■ REQUIREMENT
Below are records; please give the number of their lines that contain the string "Format", and only that number.

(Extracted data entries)
Segment Open

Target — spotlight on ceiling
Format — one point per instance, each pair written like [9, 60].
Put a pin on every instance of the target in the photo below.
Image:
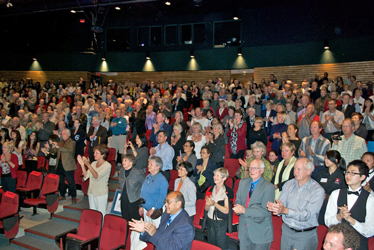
[239, 51]
[326, 44]
[192, 53]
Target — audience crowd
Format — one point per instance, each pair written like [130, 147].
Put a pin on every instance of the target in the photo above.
[309, 140]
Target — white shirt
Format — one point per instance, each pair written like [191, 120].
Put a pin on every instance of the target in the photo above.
[365, 228]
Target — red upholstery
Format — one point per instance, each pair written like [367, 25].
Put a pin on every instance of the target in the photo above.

Segment Closed

■ TASK SOLUTION
4